→ **SHORT EXERCISE**:
Please copy out everything from the line containing "Where in the frame above is the mountain range" down to the line containing "(798, 438), (980, 677)", both included.

Data extracted from a collection:
= = = =

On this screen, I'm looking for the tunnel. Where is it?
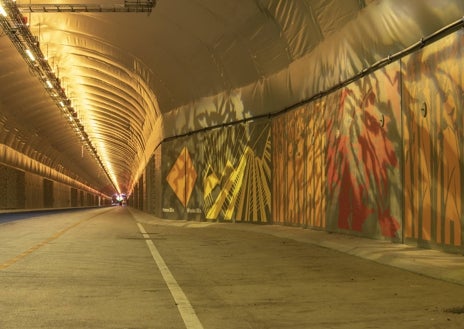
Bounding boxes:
[0,0,464,329]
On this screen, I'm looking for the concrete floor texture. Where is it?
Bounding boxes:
[0,206,464,329]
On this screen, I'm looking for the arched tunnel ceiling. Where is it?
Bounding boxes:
[0,0,464,195]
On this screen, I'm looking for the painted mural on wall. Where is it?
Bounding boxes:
[403,31,464,247]
[327,65,402,240]
[163,120,271,222]
[272,98,327,228]
[153,31,464,250]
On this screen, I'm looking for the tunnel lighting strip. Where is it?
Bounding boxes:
[17,0,156,13]
[0,0,121,193]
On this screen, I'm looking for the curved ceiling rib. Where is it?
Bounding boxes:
[0,0,464,199]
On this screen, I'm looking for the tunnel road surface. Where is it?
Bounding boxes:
[0,207,464,329]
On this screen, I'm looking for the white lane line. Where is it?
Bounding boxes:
[137,223,203,329]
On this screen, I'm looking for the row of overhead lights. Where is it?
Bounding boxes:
[0,0,118,190]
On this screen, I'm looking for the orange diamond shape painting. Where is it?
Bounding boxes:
[166,147,198,207]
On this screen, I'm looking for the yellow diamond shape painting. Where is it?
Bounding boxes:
[166,147,197,207]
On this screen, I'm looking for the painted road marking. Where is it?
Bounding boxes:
[137,223,203,329]
[0,215,98,271]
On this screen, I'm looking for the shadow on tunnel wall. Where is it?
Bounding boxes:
[137,30,464,253]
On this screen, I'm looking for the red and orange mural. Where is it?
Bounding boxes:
[151,31,464,251]
[402,32,464,247]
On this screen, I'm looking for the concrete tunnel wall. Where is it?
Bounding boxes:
[129,29,464,253]
[0,164,105,212]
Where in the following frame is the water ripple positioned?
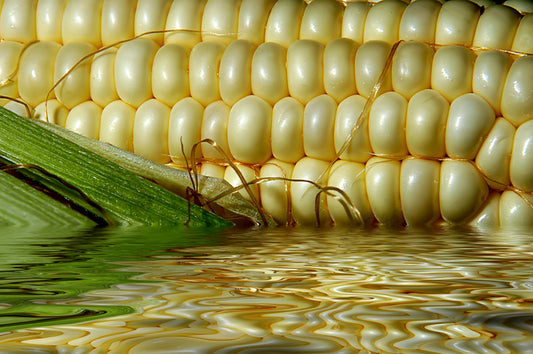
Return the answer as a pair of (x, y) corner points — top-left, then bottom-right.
(0, 229), (533, 354)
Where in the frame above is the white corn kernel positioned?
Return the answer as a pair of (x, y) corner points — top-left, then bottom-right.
(101, 0), (137, 46)
(189, 42), (225, 106)
(324, 38), (359, 102)
(365, 157), (403, 225)
(35, 0), (67, 44)
(61, 0), (103, 47)
(300, 0), (344, 45)
(152, 43), (189, 106)
(251, 42), (289, 104)
(65, 101), (102, 139)
(303, 95), (337, 161)
(0, 0), (37, 43)
(472, 50), (513, 114)
(439, 160), (489, 224)
(511, 13), (533, 54)
(133, 0), (172, 45)
(224, 165), (259, 201)
(291, 157), (328, 225)
(334, 95), (372, 163)
(392, 40), (434, 99)
(364, 0), (407, 44)
(228, 96), (272, 164)
(405, 89), (449, 158)
(218, 39), (255, 106)
(100, 101), (135, 151)
(469, 193), (501, 229)
(476, 118), (516, 189)
(259, 159), (294, 225)
(164, 0), (207, 48)
(435, 1), (480, 46)
(446, 93), (496, 160)
(237, 0), (276, 46)
(0, 41), (23, 105)
(472, 5), (521, 49)
(17, 42), (60, 106)
(355, 41), (392, 98)
(133, 99), (170, 164)
(272, 97), (304, 163)
(115, 38), (159, 107)
(287, 40), (324, 104)
(89, 48), (118, 107)
(400, 158), (441, 226)
(202, 0), (241, 44)
(168, 97), (204, 165)
(327, 160), (374, 225)
(265, 0), (306, 48)
(510, 120), (533, 192)
(431, 45), (475, 102)
(201, 101), (231, 159)
(368, 91), (408, 157)
(399, 0), (442, 43)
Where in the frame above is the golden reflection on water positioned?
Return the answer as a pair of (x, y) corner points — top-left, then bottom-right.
(0, 229), (533, 354)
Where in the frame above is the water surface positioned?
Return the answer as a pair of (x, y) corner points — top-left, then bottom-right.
(0, 228), (533, 354)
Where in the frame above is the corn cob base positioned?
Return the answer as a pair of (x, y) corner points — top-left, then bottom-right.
(0, 0), (533, 227)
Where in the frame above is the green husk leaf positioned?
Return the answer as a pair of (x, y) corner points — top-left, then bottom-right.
(0, 108), (230, 226)
(31, 115), (275, 226)
(0, 171), (95, 226)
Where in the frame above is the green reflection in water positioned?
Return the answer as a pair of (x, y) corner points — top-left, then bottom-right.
(0, 227), (227, 332)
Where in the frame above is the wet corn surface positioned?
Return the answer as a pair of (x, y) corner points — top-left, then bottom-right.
(0, 228), (533, 354)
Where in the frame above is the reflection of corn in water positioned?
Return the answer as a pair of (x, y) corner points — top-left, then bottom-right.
(0, 231), (533, 354)
(0, 0), (533, 226)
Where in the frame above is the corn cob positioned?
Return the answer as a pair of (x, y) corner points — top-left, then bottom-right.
(0, 0), (533, 54)
(0, 0), (533, 226)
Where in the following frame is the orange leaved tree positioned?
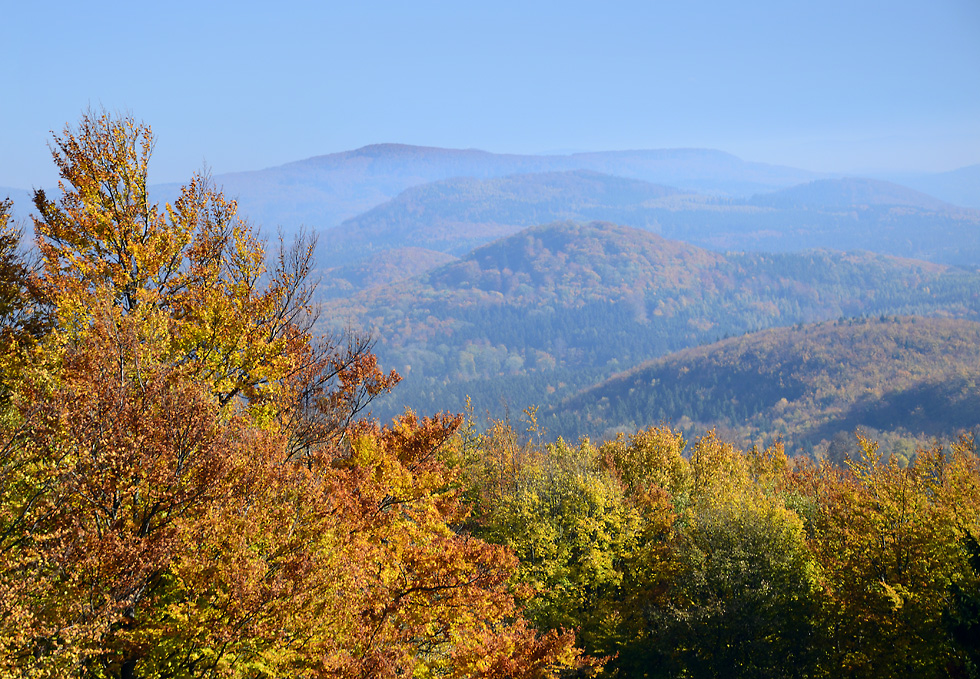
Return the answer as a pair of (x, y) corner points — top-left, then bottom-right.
(0, 114), (576, 677)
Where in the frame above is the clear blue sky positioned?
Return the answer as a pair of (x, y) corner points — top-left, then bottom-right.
(0, 0), (980, 188)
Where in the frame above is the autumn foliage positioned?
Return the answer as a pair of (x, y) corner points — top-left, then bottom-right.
(0, 114), (980, 679)
(0, 114), (577, 677)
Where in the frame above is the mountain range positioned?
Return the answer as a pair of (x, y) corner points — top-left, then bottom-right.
(324, 222), (980, 433)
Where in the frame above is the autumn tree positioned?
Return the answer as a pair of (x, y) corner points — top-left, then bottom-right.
(0, 113), (576, 677)
(798, 438), (980, 677)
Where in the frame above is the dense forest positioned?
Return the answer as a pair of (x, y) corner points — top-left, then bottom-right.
(325, 222), (980, 437)
(540, 316), (980, 454)
(0, 113), (980, 679)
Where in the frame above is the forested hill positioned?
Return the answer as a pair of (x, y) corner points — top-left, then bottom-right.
(541, 316), (980, 450)
(215, 144), (819, 231)
(324, 223), (980, 424)
(321, 171), (980, 266)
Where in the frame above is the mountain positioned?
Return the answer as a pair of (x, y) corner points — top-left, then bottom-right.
(894, 164), (980, 208)
(749, 177), (955, 211)
(203, 144), (818, 232)
(322, 170), (681, 261)
(322, 222), (980, 424)
(539, 316), (980, 450)
(317, 247), (456, 300)
(322, 170), (980, 276)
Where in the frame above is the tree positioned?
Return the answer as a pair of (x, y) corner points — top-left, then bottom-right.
(0, 114), (576, 677)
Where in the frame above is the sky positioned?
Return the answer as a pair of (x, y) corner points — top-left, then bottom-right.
(0, 0), (980, 189)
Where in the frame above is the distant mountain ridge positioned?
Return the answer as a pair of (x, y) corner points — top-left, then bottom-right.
(197, 144), (821, 231)
(322, 170), (980, 276)
(324, 223), (980, 424)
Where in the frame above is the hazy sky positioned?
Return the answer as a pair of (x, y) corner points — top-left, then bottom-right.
(0, 0), (980, 188)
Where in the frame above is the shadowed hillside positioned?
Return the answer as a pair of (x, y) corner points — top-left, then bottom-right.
(541, 317), (980, 450)
(324, 223), (980, 424)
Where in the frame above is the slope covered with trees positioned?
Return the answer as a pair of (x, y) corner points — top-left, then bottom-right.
(327, 223), (980, 422)
(0, 114), (579, 679)
(7, 114), (980, 679)
(541, 317), (980, 452)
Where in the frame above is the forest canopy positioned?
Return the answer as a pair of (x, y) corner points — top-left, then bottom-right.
(0, 112), (980, 679)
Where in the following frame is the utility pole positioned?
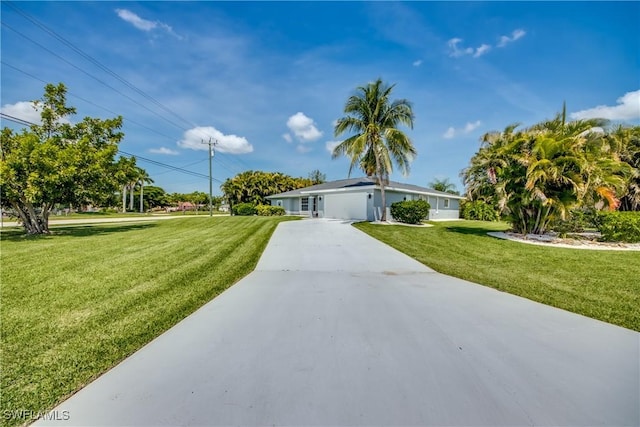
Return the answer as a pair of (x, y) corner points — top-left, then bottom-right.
(202, 137), (218, 216)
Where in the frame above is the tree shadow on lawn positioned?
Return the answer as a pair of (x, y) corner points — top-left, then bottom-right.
(0, 222), (157, 242)
(445, 225), (508, 238)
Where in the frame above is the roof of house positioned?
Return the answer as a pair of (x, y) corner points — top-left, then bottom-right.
(267, 177), (463, 199)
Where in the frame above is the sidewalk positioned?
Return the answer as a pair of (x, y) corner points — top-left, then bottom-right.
(37, 220), (640, 426)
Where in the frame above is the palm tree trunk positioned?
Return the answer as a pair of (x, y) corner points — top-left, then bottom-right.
(129, 183), (135, 211)
(140, 181), (144, 213)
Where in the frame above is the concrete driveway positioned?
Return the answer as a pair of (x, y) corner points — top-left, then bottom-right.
(38, 220), (640, 426)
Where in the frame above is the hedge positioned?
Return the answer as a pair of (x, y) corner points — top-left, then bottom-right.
(391, 200), (431, 224)
(460, 200), (499, 221)
(597, 212), (640, 243)
(256, 205), (285, 216)
(231, 203), (257, 216)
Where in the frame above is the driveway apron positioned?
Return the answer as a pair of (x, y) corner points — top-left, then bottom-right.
(37, 220), (640, 426)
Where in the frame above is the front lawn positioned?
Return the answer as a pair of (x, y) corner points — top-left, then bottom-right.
(0, 217), (287, 425)
(355, 221), (640, 331)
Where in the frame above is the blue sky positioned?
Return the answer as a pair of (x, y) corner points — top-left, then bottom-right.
(0, 1), (640, 194)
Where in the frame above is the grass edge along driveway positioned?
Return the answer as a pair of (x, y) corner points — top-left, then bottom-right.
(354, 221), (640, 331)
(0, 217), (294, 425)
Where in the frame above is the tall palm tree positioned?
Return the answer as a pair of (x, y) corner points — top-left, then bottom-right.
(138, 168), (153, 213)
(332, 79), (417, 221)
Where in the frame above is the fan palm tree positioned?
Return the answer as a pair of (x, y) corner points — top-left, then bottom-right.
(332, 79), (417, 221)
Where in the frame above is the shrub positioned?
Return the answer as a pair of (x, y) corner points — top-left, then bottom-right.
(231, 203), (256, 216)
(598, 212), (640, 243)
(391, 200), (431, 224)
(460, 200), (499, 221)
(256, 205), (285, 216)
(549, 210), (598, 236)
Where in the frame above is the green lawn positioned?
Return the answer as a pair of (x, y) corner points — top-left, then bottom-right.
(0, 217), (287, 425)
(355, 221), (640, 331)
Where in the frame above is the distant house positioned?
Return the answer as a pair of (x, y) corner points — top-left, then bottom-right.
(267, 177), (463, 221)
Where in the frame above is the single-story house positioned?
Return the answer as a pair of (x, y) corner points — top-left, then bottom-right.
(267, 177), (463, 221)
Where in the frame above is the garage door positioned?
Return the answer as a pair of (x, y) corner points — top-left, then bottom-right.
(324, 193), (367, 220)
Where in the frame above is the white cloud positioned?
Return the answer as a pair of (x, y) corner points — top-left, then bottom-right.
(447, 37), (473, 58)
(571, 90), (640, 120)
(442, 127), (456, 139)
(0, 101), (40, 124)
(447, 37), (491, 58)
(463, 120), (482, 133)
(498, 28), (527, 47)
(324, 141), (340, 154)
(285, 112), (322, 142)
(473, 44), (491, 58)
(178, 126), (253, 154)
(442, 120), (482, 139)
(116, 9), (182, 39)
(149, 147), (180, 156)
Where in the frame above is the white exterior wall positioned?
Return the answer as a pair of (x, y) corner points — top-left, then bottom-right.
(323, 192), (368, 221)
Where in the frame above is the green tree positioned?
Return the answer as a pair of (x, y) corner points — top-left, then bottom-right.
(332, 79), (417, 221)
(463, 111), (631, 234)
(220, 170), (313, 206)
(0, 83), (123, 234)
(135, 185), (169, 209)
(138, 168), (153, 213)
(428, 178), (460, 194)
(309, 169), (327, 185)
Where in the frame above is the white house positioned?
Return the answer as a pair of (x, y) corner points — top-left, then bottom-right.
(267, 177), (463, 221)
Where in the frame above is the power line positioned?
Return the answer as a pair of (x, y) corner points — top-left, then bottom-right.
(2, 6), (248, 177)
(2, 22), (185, 130)
(0, 60), (242, 173)
(6, 2), (195, 132)
(0, 112), (223, 184)
(0, 60), (180, 141)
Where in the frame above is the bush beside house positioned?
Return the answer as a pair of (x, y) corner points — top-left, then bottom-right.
(391, 200), (431, 224)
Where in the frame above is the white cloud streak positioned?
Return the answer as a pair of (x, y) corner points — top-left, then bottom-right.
(149, 147), (180, 156)
(442, 120), (482, 139)
(116, 9), (182, 39)
(285, 112), (322, 143)
(473, 44), (491, 58)
(178, 126), (253, 154)
(498, 28), (527, 47)
(571, 90), (640, 121)
(450, 29), (527, 59)
(324, 141), (340, 154)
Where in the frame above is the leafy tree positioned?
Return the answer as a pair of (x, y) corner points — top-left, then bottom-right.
(132, 185), (169, 209)
(309, 169), (327, 185)
(220, 170), (313, 205)
(428, 178), (460, 194)
(0, 83), (123, 234)
(332, 79), (417, 221)
(138, 168), (153, 213)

= = = =

→ **FULL ANSWER**:
Where in the frame above is the mountain range positioned?
Return the answer as a pair of (x, y) corner points — top-left, then bottom-right.
(324, 222), (980, 433)
Where in the frame above is the autumn tree positioned?
Return the answer as a pair of (x, y) corner points — top-left, then bottom-right.
(0, 113), (576, 677)
(798, 438), (980, 677)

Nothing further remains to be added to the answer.